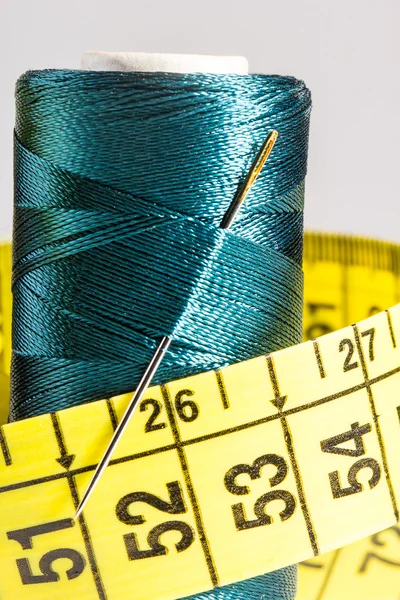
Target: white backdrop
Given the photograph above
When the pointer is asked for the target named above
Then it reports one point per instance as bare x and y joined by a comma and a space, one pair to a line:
347, 51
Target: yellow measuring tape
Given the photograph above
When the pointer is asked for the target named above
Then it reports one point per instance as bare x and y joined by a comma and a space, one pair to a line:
230, 474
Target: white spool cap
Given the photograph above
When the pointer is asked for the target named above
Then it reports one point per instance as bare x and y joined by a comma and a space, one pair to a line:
169, 63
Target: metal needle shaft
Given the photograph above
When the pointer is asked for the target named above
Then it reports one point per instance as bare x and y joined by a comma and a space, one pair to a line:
144, 383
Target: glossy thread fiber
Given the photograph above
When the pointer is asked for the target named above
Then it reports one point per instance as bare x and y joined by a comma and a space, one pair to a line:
121, 181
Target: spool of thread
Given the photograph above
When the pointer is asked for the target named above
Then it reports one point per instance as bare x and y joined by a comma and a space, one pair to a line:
70, 203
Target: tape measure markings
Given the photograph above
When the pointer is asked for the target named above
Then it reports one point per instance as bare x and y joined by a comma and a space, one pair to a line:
66, 460
190, 488
279, 402
392, 336
194, 439
374, 414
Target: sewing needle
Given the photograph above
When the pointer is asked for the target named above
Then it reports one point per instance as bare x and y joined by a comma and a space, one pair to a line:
163, 346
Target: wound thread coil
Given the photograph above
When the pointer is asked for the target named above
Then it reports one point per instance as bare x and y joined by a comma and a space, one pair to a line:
91, 265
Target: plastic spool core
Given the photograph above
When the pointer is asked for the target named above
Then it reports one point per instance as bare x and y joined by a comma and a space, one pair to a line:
169, 63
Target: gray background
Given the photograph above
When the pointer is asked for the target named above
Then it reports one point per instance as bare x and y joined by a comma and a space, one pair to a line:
347, 51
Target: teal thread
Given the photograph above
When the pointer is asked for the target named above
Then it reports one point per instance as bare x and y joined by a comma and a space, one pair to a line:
121, 181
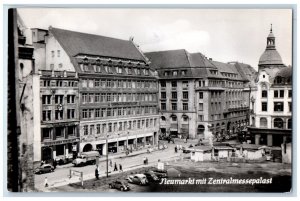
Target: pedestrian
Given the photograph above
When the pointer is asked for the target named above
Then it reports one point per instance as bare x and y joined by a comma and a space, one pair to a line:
116, 167
97, 173
46, 182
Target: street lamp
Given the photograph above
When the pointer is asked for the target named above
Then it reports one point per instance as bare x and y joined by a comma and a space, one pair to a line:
107, 155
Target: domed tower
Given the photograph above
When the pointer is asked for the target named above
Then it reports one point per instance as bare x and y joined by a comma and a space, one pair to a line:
270, 58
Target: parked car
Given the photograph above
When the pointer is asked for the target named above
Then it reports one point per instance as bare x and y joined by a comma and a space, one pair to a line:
151, 176
139, 179
120, 185
44, 169
160, 173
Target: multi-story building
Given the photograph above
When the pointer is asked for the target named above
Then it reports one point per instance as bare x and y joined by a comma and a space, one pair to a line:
271, 99
199, 96
117, 89
59, 99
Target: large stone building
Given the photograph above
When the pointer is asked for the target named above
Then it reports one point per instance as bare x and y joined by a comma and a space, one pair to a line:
106, 84
271, 99
199, 96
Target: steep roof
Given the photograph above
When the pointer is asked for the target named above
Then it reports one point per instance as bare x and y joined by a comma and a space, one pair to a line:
75, 43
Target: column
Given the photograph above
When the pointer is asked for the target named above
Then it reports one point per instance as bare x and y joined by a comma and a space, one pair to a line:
270, 140
257, 139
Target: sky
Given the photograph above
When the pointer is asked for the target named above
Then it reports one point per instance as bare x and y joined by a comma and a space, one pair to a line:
221, 34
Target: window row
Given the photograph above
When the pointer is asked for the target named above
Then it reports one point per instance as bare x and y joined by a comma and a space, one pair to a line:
107, 83
185, 95
58, 83
118, 126
114, 112
58, 99
111, 69
185, 106
117, 97
58, 114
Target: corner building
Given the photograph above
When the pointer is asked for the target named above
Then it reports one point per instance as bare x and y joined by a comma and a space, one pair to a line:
118, 91
199, 96
271, 99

▸ **TASK**: Search the data above for the string "needle" and report each line that holds it.

▸ **TASK RESULT**:
Target: metal needle shaft
Target: sewing needle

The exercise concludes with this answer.